## ARBEITSAUFTRAG A:
Nenne alle Wörter im Textauszug, die die Zeichenfolge „kunst“ enthalten, ohne Rücksicht auf Groß- und Kleinschreibung.

## TEXTAUSZUG:
In diesen Fällen erinnert sich der Autor gerne der Worte Albert Einsteins. Als er gefragt, ob sich alles auf eine wissenschaftliche Weise abbilden ließe, kam er zur Antwort: "Ja, das ist denkbar, aber es hätte doch keinen Sinn. Es wäre eine Abbildung mit unadäquaten Mitteln, so als ob man eine Beethoven-Symphonie als Luftdruckkurve darstellte." [1]. In diesem Sinne auch die Bauten des Modernismus (nicht nur Mannheims): alle Gestalt des Lebens ist restlos getilgt; alleine eine mathematische Abbildung durfte bleiben, eine Abbildung gleich einer Abstraktion historischer Baukunst — und das dann immer noch ins "Unendliche" aufgebläht. Auch die Fassaden der barocken Vorzeigewerke Mannheims, auf die wir gleich näher eingehen werden, wurden im Rhythmus mathematischer Regeln entworfen; auch wenn man das bei mancher Fassadenüppigkeit kaum glauben möchte. Aber hier war die Mathematik was sie im Kunstfalle immer nur sein darf: ein Mittel zum Zweck, zum Zwecke der Rhythmisierung. Ein Mittel, das alleine im Hintergrund, und das bedeutet auch: im Unterbewusstsein des Betrachters, die Fäden ziehen darf. Im Vordergrund wirken die Kunstmotive, die von Baustil zu Baustil sich änderten, die aber immer im Nachstreben des großen Vorbildes der Natur um Harmonie bemüht, eine Harmonie, die denn nach außen Schönheit zeugt.

[Gespeicherte Einträge]
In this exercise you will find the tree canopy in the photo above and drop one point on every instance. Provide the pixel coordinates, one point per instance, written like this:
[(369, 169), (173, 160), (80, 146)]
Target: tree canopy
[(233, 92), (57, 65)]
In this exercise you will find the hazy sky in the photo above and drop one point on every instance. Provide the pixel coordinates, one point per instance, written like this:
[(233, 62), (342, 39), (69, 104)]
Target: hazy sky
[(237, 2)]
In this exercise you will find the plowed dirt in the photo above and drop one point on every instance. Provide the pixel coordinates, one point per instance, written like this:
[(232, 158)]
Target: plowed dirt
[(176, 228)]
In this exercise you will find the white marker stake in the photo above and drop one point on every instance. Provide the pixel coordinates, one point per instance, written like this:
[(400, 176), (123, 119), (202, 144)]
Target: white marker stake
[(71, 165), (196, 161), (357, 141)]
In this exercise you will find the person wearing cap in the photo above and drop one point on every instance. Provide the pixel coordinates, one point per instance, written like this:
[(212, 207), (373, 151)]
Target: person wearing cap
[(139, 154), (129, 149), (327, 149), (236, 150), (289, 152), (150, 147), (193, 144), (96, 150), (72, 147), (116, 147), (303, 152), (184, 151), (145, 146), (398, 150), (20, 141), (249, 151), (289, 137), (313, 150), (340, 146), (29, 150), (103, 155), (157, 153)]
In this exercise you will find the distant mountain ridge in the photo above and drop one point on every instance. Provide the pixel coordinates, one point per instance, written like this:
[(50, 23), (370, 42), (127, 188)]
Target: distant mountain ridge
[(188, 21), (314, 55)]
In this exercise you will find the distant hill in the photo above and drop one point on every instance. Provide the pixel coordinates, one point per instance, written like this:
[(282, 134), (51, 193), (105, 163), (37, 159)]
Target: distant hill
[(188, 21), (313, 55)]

## ARBEITSAUFTRAG B:
Bitte aktualisiere in der Auflistung alles von der Zeile mit „In this exercise you will find the distant hill“ bis hinunter zur Zeile mit „Target: distant hill“, indem du „drop one point“ durch „place one point“ ersetzt. Gib nur diese Zeilen aus und lass alles Übrige unverändert.

## ANTWORT A:
Baukunst, Kunstfalle, Kunstmotive

## ANTWORT B:
In this exercise you will find the distant hill in the photo above and place one point on every instance. Provide the pixel coordinates, one point per instance, written like this:
[(282, 134), (51, 193), (105, 163), (37, 159)]
Target: distant hill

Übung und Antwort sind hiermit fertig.